The following entries should be restated word for word, pictures excluded.

• Supplied data:
+++

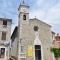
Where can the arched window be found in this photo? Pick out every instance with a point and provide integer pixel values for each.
(36, 28)
(24, 17)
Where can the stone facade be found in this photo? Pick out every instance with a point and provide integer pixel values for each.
(7, 30)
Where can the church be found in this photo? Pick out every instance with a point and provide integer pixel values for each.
(31, 39)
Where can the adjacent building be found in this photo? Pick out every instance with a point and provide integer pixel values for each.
(31, 39)
(5, 33)
(56, 40)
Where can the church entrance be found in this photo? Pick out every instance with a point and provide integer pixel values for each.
(38, 52)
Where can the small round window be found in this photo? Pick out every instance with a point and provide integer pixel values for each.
(35, 28)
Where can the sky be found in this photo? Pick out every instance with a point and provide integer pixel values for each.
(45, 10)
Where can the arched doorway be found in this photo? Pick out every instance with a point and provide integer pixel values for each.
(38, 52)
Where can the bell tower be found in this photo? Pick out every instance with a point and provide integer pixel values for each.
(24, 13)
(23, 27)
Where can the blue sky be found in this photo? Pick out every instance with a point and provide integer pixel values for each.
(45, 10)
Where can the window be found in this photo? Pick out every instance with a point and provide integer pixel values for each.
(35, 28)
(3, 36)
(21, 48)
(2, 52)
(24, 17)
(5, 23)
(59, 44)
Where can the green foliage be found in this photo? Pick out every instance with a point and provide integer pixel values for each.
(56, 52)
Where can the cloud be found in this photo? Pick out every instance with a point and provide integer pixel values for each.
(47, 11)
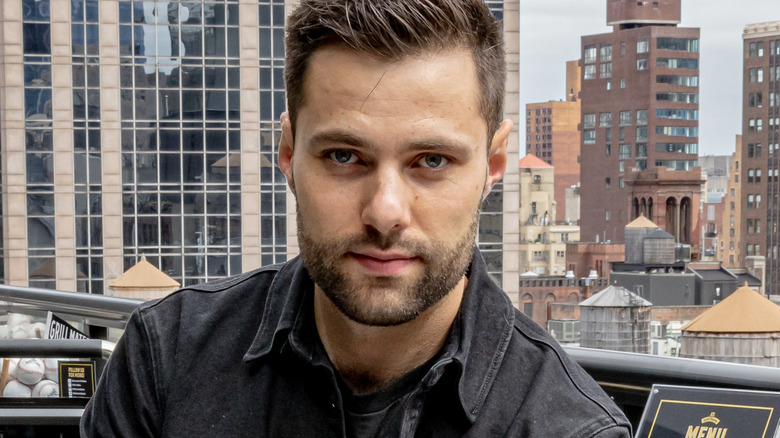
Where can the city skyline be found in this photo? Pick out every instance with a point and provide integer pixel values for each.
(544, 50)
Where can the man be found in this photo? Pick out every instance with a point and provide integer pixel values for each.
(388, 324)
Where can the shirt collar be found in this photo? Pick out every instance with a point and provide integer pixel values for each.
(476, 345)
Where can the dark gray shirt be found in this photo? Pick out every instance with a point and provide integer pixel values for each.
(242, 357)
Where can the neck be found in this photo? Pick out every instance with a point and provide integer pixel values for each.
(369, 358)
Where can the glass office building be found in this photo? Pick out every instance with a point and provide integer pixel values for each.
(142, 128)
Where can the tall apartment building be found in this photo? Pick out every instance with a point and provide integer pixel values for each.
(542, 241)
(761, 140)
(640, 94)
(551, 134)
(132, 128)
(731, 221)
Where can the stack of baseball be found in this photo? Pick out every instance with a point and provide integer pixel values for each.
(22, 327)
(31, 377)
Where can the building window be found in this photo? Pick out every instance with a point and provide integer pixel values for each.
(690, 45)
(678, 97)
(680, 148)
(642, 45)
(589, 136)
(641, 117)
(589, 72)
(689, 63)
(605, 52)
(590, 54)
(605, 70)
(677, 114)
(687, 81)
(678, 131)
(625, 118)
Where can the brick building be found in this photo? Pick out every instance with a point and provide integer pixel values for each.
(552, 135)
(761, 139)
(639, 122)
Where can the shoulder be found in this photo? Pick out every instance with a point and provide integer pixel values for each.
(232, 307)
(552, 395)
(227, 294)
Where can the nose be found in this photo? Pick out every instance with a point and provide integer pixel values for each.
(387, 201)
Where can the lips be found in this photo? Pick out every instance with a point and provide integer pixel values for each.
(383, 264)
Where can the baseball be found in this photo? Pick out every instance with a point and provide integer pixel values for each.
(12, 364)
(51, 371)
(30, 371)
(46, 388)
(16, 389)
(37, 330)
(15, 319)
(20, 331)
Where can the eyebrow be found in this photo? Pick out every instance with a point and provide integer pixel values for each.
(441, 145)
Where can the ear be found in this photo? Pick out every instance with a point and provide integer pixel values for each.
(286, 151)
(497, 157)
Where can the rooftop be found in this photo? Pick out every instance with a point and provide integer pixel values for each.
(144, 275)
(744, 311)
(616, 296)
(531, 161)
(642, 222)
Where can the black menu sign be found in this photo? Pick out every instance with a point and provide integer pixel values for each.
(690, 412)
(77, 379)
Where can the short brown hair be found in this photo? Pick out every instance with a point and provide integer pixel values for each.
(394, 29)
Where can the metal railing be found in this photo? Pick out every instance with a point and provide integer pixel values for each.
(99, 310)
(627, 377)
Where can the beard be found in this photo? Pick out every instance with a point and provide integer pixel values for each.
(385, 300)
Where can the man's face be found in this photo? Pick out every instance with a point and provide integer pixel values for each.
(389, 168)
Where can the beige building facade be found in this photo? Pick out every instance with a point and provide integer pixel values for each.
(729, 247)
(543, 242)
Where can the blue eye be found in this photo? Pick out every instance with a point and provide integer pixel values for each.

+++

• Task output:
Where can the arched window be found in this photo? Pick out every instance with a point and provide integer pixel values for each.
(36, 28)
(24, 17)
Where can the stone facade be found in this photo? Pick out every instance with a point and provide integer pixel values for each.
(7, 30)
Where can the church be found in this photo? Pick out every instance with a point and provide integer pixel values for each.
(31, 39)
Where can the adjacent building be found in this photo? Pick out every instance with a point and provide integer pixel values for each.
(31, 39)
(5, 33)
(56, 40)
Where can the church entrance be found in this photo? Pick out every instance with a point and provide integer pixel values for each.
(38, 52)
Where can the small round window be found in this photo? Pick out every instance with a point and provide integer pixel values for each.
(35, 28)
Where can the sky be found in this photo? Pick out every instance with a point and provide integer pixel values for each.
(45, 10)
Where can the arched doorway be found in this photo? Pick out every instance with a point and provide integer pixel values for each.
(38, 52)
Where can the bell tower be found in this photo? Pick out every instance with a point and provide integer pixel values for each.
(24, 13)
(23, 27)
Where can the blue sky be found in this photo? Pick out every instance with a point and provide integer pixel values for each.
(45, 10)
Where can the window be found in this photo? Pick out every instance with a point and provide integer pixel values for each.
(35, 28)
(3, 36)
(21, 48)
(2, 52)
(24, 17)
(5, 23)
(59, 44)
Where can the green foliage be found in this photo? Pick out every instance with a point and provide integer pixel values for each.
(56, 52)
Where can the cloud be found in this photo? Pick out every instance with a point and provide integer pixel values for each.
(47, 11)
Where can the city skyline be found in this photo? Pick out every instance with a point and provide integer pixel values for each.
(544, 50)
Where can the man be found in this photo? Pick out every instance with a point and provide integer pixel values for each.
(388, 324)
Where can the shirt collar be found in this photo? Pick out every instance with a point and provide integer pixel values for each.
(476, 345)
Where can the dark gray shirt be found in this photo? Pick out every instance with a point and provide integer pixel values for each.
(242, 357)
Where can the neck be found in this photo? Pick out every instance with a point and provide integer pixel values for each.
(369, 358)
Where can the glass office building be found in this photo? Pick out every instance with a point and provide integer pixel values for each.
(142, 128)
Where can the tall apartment building be found in this photo? Pick out every instance with a point and provide integer pixel values for each.
(542, 241)
(761, 140)
(640, 94)
(551, 134)
(132, 128)
(731, 221)
Where can the stack of baseball be found in this photo? Pick out every instance with a point and provide integer pixel values for each.
(22, 327)
(31, 377)
Where can the building window be found in this photo? Pick out every instance with a point and provide integer pixel values for each.
(690, 45)
(678, 97)
(680, 148)
(642, 45)
(589, 136)
(641, 117)
(589, 72)
(689, 63)
(605, 52)
(590, 54)
(605, 70)
(677, 114)
(687, 81)
(678, 131)
(625, 118)
Where can the brick building be found in this photo? Pick out every instance with a point and provide integer pixel values for each.
(552, 135)
(761, 139)
(639, 122)
Where can the shoulder be found in this photo? Pick out every instance with a point and provide integer pixel values for each.
(232, 307)
(552, 395)
(227, 294)
Where can the nose be found in this photo? Pick out every instance with a point and provide integer pixel values for each.
(387, 201)
Where can the lips be found in this photo? Pick out every instance with a point and provide integer pixel values for each.
(383, 264)
Where can the baseball be found in this photo? Pick out every instance with a point and provide integer pixel values for each.
(12, 364)
(51, 371)
(30, 371)
(46, 388)
(16, 389)
(37, 330)
(15, 319)
(20, 331)
Where can the eyebrow be found in this photo? Pick out every instance with a point and provide integer pixel values for each.
(441, 145)
Where can the ear be found in this photo? Pick out every instance with a point and provide integer pixel values for each.
(286, 151)
(497, 157)
Where can the rooftop be found in this photo? Pick out every instance with a point and provide integer pixel values for each.
(144, 275)
(744, 311)
(616, 296)
(531, 161)
(642, 222)
Where can the black menu sign be found in this photo? Pick out every instance with a point and provide integer pixel values for each.
(690, 412)
(77, 379)
Where can the short brown hair be found in this photo? Pick out every instance with a point and provide integer pixel values for each.
(394, 29)
Where can the metal railing be found in this photo? Pick out every instance with a point and provide integer pixel values for each.
(99, 310)
(627, 377)
Where can the beard be found in this photo? Pick out every instance with a point and provide integer pixel values for each.
(385, 300)
Where can the man's face be found in this photo? Pick out every instance with a point and provide integer pixel values for each.
(389, 168)
Where can the beige building facade be found in this photo? Pick out every instance with a point and provide integer pixel values for each.
(729, 247)
(543, 242)
Where can the blue eye be found in this photo? Pick out every instance with a point and provide integer pixel values for each.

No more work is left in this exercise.